What you have to do: Report each line of the material below that contains the string "sticker". Case counts.
--- Start Records supplied ---
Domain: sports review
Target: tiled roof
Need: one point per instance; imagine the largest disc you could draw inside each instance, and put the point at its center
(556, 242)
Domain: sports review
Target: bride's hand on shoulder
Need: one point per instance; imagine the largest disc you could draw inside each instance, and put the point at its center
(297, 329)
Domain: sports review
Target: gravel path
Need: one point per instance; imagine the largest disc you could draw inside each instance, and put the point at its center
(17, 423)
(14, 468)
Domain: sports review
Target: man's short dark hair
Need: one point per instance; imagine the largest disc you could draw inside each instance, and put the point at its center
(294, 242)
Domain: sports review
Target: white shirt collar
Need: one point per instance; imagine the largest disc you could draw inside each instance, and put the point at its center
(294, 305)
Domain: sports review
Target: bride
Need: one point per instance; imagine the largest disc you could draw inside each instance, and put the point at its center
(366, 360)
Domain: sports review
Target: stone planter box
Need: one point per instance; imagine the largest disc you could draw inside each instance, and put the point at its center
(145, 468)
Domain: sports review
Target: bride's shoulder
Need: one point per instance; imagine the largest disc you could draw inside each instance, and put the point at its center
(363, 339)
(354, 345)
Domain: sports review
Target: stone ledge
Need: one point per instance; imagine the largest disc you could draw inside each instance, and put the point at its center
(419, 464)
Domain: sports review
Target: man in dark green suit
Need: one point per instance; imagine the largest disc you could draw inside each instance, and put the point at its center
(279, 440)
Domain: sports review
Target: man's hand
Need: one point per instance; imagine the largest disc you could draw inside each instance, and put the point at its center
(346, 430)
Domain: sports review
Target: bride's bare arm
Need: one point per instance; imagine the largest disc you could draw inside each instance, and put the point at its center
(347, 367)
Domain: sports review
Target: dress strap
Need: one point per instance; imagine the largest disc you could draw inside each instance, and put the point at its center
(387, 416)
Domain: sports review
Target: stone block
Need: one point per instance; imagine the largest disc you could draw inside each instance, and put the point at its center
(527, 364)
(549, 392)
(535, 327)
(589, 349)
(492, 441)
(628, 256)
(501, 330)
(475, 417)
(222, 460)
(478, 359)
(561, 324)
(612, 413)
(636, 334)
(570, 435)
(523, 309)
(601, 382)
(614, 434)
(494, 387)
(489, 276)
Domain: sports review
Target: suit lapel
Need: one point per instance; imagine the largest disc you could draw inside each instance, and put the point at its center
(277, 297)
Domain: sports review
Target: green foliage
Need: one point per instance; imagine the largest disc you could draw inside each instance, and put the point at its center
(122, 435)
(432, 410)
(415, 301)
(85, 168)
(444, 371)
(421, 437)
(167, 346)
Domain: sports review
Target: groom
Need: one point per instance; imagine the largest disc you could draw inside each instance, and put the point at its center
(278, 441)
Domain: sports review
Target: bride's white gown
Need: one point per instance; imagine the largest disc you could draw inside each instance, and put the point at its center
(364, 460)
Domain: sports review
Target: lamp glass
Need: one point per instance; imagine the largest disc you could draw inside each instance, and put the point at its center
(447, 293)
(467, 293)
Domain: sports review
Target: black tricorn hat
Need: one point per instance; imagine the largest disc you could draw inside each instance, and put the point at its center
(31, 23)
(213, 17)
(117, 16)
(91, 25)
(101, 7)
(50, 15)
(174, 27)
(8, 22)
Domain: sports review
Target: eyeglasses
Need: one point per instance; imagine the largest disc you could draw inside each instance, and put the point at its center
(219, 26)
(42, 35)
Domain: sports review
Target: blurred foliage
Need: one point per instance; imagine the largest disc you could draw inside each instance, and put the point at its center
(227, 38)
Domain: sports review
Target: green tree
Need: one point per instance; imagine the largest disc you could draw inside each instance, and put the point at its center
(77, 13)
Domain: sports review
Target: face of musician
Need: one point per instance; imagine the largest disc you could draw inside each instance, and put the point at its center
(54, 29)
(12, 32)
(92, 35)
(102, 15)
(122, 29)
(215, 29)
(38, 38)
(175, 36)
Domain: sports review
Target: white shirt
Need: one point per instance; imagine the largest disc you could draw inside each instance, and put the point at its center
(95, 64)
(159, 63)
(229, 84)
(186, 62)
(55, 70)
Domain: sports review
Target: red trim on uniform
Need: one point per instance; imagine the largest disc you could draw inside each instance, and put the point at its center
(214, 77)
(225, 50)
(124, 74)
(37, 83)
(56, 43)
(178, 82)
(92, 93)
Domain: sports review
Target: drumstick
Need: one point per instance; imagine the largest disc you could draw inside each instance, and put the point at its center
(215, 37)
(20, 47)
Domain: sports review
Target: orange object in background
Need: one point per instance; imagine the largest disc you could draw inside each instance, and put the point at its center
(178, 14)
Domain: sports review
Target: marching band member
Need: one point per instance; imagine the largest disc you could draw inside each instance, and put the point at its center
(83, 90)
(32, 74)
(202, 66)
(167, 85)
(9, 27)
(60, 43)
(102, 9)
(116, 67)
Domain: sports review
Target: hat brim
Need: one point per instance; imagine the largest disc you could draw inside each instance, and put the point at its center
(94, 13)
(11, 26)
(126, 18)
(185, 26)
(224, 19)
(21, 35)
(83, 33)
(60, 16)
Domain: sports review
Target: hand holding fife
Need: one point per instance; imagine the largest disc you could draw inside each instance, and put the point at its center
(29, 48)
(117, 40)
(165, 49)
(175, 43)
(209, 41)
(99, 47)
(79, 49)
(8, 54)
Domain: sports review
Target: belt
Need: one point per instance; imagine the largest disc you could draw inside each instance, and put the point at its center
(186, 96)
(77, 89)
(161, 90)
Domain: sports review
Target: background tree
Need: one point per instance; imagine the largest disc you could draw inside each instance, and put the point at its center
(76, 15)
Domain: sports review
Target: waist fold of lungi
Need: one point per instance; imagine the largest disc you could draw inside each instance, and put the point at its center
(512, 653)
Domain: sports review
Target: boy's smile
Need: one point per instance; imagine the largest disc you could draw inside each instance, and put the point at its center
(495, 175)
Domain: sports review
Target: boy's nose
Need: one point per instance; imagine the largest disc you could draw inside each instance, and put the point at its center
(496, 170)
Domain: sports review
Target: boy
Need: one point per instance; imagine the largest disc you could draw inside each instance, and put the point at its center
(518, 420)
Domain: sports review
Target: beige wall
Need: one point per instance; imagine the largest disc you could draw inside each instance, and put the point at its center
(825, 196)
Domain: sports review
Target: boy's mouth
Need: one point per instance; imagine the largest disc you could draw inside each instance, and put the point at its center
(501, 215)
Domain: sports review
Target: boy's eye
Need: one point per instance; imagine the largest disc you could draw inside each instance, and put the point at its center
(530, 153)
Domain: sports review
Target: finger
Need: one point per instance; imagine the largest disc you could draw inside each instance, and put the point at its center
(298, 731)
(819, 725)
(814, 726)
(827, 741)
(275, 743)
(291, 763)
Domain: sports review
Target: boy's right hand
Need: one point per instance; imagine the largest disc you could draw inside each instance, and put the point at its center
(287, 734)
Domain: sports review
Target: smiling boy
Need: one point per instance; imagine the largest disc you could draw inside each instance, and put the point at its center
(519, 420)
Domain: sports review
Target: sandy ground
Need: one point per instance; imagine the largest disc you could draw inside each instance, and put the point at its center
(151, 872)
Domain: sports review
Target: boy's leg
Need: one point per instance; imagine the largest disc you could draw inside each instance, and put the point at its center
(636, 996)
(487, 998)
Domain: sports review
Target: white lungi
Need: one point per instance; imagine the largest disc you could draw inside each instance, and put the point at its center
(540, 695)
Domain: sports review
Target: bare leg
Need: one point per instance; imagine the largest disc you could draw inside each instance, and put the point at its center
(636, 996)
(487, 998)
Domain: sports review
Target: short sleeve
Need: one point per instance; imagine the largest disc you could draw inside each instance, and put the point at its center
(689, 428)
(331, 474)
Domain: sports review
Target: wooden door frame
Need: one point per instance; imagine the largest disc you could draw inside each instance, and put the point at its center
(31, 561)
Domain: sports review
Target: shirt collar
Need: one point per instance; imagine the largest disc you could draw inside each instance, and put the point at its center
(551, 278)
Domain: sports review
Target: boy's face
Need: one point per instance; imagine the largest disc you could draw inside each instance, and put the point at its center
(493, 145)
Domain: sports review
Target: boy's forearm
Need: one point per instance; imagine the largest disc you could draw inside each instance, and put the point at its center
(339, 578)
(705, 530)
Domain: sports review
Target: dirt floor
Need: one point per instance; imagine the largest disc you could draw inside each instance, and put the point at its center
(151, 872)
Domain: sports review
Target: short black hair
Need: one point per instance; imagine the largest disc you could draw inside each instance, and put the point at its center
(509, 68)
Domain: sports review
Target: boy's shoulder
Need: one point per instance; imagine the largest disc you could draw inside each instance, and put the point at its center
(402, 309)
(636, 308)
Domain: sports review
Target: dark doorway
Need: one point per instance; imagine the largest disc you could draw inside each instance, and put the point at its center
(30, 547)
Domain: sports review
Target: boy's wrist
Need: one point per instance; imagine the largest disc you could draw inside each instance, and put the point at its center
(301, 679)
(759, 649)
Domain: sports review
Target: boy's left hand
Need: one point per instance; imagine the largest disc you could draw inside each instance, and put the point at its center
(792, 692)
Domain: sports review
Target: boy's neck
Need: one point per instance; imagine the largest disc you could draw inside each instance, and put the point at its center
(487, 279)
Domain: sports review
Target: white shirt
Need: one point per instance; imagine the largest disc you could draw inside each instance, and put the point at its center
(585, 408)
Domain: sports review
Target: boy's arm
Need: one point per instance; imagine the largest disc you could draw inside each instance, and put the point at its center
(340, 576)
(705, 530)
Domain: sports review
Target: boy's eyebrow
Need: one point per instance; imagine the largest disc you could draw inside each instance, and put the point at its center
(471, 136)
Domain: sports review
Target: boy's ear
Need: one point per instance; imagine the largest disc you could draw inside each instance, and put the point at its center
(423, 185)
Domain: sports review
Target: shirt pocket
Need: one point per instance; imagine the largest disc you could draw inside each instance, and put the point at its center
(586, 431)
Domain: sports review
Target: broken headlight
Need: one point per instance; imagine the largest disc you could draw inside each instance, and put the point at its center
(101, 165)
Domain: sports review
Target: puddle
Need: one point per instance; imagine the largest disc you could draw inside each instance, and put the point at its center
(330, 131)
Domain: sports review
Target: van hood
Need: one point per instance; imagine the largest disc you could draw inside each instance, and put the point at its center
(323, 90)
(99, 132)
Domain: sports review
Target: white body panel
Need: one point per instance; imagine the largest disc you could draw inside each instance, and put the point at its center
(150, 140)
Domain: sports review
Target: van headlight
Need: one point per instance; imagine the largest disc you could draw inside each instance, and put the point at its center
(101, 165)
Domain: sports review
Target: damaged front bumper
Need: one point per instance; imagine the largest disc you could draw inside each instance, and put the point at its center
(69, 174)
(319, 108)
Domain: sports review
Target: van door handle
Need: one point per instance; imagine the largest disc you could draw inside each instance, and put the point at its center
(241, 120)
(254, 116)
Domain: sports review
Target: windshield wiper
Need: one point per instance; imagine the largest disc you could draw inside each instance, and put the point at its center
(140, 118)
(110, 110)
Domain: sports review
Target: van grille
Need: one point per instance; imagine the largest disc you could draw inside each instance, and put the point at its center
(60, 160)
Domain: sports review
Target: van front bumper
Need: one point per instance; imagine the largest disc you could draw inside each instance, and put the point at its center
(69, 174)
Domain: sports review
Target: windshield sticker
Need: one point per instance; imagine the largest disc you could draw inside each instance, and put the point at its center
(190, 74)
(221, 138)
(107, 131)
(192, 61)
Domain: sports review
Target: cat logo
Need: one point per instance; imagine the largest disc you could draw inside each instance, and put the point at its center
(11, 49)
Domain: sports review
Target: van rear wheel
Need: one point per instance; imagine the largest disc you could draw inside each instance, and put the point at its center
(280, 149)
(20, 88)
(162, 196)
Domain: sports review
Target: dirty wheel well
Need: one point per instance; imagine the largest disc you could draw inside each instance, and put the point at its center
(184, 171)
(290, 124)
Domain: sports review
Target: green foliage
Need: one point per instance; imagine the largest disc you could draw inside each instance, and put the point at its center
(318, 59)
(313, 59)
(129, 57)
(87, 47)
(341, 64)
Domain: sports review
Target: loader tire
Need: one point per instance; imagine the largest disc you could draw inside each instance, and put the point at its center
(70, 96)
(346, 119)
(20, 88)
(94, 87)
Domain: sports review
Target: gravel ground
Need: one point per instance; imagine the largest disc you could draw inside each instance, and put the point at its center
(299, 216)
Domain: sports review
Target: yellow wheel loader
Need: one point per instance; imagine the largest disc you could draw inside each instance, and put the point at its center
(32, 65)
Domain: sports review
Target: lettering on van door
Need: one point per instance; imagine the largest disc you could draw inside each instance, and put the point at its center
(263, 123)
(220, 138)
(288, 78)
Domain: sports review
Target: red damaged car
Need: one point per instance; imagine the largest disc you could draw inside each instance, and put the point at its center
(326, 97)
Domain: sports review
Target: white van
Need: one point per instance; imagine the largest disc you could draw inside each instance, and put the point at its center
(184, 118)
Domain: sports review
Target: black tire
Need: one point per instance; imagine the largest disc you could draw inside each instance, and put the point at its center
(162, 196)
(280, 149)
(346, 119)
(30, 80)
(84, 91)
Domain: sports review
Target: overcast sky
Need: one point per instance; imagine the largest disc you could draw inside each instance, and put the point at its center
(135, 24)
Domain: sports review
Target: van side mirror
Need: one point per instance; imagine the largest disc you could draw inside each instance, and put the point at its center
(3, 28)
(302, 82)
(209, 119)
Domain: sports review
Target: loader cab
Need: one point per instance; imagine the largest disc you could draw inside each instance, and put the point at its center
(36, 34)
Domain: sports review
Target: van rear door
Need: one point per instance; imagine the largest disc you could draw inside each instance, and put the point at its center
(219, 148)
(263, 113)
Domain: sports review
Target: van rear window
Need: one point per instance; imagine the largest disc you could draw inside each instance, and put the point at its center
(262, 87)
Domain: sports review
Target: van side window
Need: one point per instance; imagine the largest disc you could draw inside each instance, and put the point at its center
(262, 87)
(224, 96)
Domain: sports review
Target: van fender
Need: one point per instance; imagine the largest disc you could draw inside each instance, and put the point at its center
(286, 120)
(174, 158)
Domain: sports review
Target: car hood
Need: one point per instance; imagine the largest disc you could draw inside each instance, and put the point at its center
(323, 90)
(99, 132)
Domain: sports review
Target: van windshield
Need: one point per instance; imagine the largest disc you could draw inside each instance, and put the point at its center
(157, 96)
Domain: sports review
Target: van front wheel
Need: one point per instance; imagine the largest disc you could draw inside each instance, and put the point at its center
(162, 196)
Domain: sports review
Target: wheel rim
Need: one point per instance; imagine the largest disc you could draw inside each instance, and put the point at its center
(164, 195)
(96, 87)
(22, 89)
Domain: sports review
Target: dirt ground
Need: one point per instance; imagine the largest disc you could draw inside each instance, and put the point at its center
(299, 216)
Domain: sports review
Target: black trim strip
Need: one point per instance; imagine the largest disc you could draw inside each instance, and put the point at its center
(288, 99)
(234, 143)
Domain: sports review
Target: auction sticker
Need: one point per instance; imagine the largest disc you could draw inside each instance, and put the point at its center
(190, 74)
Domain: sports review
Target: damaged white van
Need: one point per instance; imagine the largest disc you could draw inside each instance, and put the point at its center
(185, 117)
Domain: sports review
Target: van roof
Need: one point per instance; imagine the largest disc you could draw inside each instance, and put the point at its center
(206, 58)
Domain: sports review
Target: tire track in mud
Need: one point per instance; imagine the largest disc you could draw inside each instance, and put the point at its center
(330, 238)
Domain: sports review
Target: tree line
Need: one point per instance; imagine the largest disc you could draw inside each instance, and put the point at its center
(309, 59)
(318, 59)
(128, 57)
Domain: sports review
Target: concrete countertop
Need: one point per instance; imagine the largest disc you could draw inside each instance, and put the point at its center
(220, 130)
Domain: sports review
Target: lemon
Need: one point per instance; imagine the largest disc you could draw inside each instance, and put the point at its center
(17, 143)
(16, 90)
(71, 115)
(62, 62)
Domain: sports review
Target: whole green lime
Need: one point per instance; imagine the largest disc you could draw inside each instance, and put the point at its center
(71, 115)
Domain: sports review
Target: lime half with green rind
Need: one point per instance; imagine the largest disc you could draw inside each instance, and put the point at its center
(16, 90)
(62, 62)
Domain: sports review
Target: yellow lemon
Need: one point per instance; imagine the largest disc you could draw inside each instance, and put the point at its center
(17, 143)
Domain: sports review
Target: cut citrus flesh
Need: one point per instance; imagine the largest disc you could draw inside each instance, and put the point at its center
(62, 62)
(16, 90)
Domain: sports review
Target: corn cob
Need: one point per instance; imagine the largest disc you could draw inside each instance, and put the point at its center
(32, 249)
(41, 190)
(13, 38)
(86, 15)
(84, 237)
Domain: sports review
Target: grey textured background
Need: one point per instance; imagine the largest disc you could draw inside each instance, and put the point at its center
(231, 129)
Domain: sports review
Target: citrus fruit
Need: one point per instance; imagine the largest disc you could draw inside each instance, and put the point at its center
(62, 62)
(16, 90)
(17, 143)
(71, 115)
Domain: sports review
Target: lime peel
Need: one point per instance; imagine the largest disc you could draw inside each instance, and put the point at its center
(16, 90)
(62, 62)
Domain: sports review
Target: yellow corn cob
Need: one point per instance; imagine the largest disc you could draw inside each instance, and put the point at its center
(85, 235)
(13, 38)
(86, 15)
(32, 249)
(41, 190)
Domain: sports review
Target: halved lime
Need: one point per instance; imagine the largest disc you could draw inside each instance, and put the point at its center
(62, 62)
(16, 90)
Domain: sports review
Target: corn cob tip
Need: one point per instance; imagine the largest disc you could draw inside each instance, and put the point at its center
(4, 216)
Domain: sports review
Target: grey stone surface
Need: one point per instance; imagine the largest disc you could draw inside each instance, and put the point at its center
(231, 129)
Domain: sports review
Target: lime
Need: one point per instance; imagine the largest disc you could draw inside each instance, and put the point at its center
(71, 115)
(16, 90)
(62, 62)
--- End Records supplied ---
Task response:
Target: windshield sticker
Target: auction sticker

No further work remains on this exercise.